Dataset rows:

--------------------------------

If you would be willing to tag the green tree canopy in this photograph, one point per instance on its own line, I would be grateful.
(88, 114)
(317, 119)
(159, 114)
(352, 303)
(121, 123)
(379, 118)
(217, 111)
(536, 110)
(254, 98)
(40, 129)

--------------------------------

REQUIREMENTS: Express the rows above as a two-column CSV with the headers instruction and response, one line per row. Put each field in quotes and replace any line breaks with spaces.

COMPLETE OUTPUT:
instruction,response
"If you would be willing to tag the green tree canopy in this photograph, one point per instance on its own line, I would be grateful.","(88, 114) (317, 119) (159, 114) (352, 303) (121, 123) (379, 118) (217, 111) (536, 110) (254, 98) (40, 129)"